Goal — Copy out the part of the chapter summary below word for word, starting with "When True Son" and going on through "in white culture.".

Article —
# # #

Summary

Chapter 7

The night of his arrival at the Butlers', True Son lies awake in a strange room as Del sleeps nearby. The boy feels as if he is in a grave because the air is so stale and constricting. He thinks about how living in such confined spaces must cause the white people to be so colorless, and he considers how different Indians are from the English.

True Son cannot sleep because he can feel the presence of the whites around him. He keeps thinking about the story his Indian father told him about the Peshtank or Paxton boys. During the month of December, these white men massacred a group of Conestoga Indians who had converted to Christianity and were living peacefully in a white community. The surviving Indians fled to the white town of Lancaster and begged for help and safety, but the whites refused to recognize the Conestogas as brothers. A few fays after Christmas the Paxton boys struck again, this time killing innocent children and maiming their victims. As True Son remembers the story, he becomes full of rage. He is unable to sleep until he finally slips off the bed and lies covered by his bearskin on the floor.

When True Son comes downstairs the next morning still wearing Indian garments, his Aunt Kate orders "Johnny" to wash and change into proper English clothes. Although he despises his aunt and feels disgraceful carrying the bucket of water upstairs like a woman, True Son finally concedes. He regards the clothes with repulsion since they further imprison him in white culture.

# # #

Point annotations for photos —
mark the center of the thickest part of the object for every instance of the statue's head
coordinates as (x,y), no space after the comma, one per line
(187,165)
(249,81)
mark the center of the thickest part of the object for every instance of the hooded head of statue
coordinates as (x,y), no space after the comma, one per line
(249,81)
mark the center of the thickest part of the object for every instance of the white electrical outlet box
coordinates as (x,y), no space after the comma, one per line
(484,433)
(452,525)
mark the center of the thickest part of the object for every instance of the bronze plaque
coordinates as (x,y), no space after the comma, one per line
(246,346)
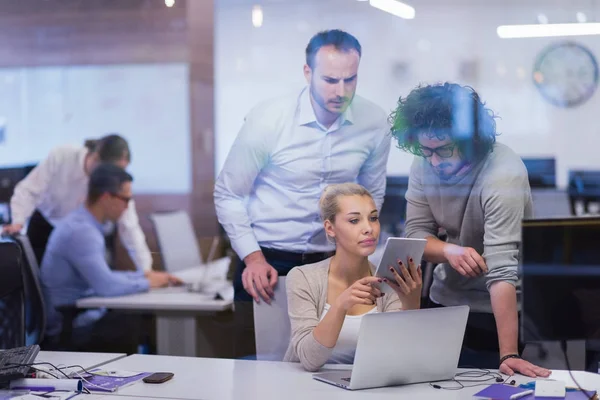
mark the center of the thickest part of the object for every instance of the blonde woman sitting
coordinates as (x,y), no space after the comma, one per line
(327,300)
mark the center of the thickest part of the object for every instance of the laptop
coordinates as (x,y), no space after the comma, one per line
(399,348)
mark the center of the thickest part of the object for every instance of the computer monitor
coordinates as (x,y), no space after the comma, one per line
(393,212)
(541,172)
(560,266)
(9,177)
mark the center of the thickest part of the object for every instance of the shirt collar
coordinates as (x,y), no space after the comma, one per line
(81,161)
(306,113)
(88,215)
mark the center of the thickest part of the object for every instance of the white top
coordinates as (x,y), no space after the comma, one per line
(58,186)
(268,191)
(345,347)
(224,379)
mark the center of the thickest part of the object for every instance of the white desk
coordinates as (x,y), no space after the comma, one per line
(211,378)
(86,360)
(176,310)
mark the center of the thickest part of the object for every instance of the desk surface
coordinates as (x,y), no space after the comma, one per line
(86,360)
(167,299)
(212,378)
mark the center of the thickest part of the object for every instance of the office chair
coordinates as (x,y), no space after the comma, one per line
(12,291)
(272,325)
(177,240)
(35,315)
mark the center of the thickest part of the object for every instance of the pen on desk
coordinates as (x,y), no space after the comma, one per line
(35,388)
(519,395)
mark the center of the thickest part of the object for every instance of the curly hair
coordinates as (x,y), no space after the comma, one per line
(441,111)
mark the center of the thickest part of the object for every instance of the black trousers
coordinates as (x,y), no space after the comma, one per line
(283,262)
(38,232)
(480,348)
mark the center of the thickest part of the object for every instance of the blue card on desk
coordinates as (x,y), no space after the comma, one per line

# # #

Expected answer —
When True Son comes downstairs the next morning still wearing Indian garments, his Aunt Kate orders "Johnny" to wash and change into proper English clothes. Although he despises his aunt and feels disgraceful carrying the bucket of water upstairs like a woman, True Son finally concedes. He regards the clothes with repulsion since they further imprison him in white culture.